- [What you are asked to do]
Find every line in the listing that contains the string "pole", and copy each of those lines.

------------------------

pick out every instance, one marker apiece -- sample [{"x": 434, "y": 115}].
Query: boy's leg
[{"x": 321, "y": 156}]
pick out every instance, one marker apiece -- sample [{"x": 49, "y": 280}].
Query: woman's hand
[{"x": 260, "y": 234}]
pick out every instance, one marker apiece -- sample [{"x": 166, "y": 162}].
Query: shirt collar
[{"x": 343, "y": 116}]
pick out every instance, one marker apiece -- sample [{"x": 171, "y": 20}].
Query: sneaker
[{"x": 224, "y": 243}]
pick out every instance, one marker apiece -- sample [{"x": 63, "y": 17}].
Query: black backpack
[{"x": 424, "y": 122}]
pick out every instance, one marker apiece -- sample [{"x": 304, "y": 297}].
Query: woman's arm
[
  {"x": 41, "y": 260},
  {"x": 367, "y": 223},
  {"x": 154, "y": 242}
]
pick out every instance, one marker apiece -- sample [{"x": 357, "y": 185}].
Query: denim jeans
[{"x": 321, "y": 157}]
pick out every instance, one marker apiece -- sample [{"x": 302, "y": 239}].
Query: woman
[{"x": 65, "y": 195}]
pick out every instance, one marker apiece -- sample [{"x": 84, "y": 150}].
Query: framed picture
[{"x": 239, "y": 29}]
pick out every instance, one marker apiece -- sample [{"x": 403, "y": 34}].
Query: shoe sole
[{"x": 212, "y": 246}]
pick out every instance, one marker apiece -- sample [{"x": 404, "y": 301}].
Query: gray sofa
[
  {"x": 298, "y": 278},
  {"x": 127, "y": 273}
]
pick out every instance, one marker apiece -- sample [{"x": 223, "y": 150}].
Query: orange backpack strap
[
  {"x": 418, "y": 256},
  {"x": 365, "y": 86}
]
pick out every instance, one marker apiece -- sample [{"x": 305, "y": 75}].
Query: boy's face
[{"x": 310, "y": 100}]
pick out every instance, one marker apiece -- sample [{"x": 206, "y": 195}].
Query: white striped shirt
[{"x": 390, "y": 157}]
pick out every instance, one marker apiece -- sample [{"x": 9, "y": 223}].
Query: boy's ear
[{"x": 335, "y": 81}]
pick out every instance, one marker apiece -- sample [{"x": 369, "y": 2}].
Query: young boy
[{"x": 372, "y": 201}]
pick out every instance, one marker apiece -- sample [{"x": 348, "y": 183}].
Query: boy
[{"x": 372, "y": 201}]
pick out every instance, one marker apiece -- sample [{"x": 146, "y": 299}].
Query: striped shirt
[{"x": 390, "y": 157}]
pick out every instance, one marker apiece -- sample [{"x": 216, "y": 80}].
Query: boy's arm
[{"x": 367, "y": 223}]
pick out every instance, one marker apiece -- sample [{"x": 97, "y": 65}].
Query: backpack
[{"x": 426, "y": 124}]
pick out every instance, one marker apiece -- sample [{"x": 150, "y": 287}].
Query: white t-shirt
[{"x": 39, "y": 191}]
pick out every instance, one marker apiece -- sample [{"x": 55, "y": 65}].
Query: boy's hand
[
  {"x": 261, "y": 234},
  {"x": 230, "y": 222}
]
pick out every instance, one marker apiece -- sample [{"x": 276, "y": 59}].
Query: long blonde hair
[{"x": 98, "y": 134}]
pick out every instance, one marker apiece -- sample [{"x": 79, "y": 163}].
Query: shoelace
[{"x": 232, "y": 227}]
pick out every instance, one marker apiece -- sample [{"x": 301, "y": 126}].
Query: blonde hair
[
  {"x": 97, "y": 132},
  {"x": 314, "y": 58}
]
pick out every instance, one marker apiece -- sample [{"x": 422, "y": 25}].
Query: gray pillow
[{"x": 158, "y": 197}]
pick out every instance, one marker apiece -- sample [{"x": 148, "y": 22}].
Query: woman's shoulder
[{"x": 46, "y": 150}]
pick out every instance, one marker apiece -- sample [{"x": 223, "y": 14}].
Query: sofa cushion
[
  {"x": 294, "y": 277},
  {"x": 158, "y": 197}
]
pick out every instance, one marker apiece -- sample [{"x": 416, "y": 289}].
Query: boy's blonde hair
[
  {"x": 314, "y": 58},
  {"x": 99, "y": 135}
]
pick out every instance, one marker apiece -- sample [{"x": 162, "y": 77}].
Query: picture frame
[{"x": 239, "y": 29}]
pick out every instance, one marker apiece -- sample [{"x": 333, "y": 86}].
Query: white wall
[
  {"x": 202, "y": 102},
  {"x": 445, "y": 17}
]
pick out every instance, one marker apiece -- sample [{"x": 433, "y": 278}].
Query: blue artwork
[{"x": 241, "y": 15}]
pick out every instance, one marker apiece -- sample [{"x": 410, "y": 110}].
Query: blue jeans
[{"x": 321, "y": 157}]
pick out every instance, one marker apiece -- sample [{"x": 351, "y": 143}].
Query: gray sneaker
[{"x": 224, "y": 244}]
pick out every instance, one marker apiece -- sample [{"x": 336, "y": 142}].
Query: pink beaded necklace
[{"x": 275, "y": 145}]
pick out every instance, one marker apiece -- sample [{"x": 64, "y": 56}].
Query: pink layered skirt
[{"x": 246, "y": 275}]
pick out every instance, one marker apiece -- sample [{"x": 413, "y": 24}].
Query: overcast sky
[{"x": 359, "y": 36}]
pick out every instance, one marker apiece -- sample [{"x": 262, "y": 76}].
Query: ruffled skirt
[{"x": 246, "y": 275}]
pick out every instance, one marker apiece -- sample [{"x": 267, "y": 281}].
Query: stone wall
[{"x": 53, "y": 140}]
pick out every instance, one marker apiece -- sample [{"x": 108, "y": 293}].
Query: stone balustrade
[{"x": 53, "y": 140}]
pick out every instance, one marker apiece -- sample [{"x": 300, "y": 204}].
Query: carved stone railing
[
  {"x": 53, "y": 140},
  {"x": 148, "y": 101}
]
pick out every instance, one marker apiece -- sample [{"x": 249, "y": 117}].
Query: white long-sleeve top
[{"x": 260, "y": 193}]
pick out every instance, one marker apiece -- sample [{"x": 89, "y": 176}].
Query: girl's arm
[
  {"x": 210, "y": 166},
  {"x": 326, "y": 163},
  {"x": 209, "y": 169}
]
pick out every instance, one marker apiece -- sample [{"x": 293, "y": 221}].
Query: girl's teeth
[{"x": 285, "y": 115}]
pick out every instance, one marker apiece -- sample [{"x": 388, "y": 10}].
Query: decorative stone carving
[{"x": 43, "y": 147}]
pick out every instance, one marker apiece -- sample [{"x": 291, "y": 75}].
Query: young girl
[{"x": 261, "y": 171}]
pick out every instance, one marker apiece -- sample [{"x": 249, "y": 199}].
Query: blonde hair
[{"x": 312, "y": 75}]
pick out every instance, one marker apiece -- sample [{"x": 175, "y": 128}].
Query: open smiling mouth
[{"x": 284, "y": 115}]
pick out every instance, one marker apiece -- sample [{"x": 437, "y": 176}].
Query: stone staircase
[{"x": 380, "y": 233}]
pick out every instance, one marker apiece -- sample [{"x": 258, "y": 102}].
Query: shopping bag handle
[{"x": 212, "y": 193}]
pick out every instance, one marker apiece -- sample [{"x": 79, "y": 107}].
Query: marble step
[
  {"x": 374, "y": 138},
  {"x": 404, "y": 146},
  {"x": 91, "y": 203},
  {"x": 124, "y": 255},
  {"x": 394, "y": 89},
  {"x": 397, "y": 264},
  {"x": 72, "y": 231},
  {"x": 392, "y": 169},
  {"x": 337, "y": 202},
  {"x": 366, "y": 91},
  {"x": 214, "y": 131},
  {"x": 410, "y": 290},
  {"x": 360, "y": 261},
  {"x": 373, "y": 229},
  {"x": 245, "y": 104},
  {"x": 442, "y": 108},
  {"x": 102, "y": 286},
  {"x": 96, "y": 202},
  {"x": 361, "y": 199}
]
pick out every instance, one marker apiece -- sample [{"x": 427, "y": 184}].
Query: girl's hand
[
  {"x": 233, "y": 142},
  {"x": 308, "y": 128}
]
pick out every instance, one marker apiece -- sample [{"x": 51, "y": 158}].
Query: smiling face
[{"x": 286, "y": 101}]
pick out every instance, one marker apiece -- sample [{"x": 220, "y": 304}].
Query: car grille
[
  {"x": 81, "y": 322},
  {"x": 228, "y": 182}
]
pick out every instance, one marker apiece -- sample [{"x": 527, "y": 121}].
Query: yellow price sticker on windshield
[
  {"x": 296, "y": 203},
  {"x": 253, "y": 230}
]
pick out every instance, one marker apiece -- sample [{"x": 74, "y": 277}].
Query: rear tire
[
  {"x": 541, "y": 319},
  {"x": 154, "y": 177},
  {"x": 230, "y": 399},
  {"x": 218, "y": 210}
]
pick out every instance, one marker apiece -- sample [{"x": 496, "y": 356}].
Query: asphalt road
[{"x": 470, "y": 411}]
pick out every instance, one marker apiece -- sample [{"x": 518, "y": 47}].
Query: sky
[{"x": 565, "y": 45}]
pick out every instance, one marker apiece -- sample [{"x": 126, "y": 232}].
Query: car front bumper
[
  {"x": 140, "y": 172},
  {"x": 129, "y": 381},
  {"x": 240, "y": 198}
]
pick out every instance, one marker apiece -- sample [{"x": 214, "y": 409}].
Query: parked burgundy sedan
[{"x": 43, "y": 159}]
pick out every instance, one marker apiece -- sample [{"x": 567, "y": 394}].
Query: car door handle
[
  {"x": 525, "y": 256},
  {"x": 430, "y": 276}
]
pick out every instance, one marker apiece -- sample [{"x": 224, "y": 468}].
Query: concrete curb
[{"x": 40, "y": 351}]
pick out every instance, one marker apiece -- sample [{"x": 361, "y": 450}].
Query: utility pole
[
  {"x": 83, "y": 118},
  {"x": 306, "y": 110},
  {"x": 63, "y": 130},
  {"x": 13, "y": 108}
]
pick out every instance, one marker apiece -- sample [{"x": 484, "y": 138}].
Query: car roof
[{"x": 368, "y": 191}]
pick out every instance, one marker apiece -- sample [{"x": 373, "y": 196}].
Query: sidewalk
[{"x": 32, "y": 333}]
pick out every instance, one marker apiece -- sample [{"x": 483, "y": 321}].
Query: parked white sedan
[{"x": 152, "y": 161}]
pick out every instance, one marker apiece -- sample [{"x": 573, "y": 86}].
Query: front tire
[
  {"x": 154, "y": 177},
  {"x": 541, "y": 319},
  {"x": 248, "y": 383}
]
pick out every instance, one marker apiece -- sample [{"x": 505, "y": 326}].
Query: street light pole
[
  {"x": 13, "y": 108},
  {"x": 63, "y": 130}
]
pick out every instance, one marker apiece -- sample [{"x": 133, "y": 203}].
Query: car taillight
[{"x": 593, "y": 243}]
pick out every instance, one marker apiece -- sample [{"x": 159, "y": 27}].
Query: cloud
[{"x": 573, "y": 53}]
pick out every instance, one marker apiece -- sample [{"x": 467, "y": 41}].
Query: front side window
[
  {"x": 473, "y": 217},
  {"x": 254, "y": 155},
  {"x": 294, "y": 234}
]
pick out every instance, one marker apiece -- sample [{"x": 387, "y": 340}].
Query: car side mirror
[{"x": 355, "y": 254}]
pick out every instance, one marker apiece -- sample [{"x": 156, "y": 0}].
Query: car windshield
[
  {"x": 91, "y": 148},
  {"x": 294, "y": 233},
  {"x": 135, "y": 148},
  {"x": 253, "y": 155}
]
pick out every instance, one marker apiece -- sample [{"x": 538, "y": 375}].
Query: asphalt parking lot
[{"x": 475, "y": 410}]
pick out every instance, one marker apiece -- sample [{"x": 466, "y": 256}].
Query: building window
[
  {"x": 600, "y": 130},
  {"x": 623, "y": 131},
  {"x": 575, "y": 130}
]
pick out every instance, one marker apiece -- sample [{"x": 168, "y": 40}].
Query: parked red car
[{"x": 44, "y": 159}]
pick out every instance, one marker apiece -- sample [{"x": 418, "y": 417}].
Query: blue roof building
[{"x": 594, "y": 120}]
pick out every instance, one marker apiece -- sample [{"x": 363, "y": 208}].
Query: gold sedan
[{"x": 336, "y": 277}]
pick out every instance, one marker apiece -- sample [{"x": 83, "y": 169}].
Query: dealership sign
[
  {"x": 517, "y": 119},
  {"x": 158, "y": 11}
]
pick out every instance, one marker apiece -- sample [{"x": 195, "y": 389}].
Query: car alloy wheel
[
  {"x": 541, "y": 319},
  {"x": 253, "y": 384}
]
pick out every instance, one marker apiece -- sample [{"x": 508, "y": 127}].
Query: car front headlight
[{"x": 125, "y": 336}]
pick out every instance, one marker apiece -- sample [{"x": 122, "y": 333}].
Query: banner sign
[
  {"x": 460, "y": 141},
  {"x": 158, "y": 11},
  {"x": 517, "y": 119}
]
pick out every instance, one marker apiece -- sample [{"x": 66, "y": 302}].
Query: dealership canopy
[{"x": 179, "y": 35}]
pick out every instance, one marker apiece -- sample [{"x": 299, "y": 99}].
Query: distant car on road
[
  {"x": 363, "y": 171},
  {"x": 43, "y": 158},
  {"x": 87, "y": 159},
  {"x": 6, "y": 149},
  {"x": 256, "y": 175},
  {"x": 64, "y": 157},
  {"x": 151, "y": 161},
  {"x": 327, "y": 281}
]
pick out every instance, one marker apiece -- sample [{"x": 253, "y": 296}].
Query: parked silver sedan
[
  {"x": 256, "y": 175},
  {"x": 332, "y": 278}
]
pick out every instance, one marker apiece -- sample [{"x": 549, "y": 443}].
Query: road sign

------------------------

- [The response]
Query: utility pole
Query: street light pole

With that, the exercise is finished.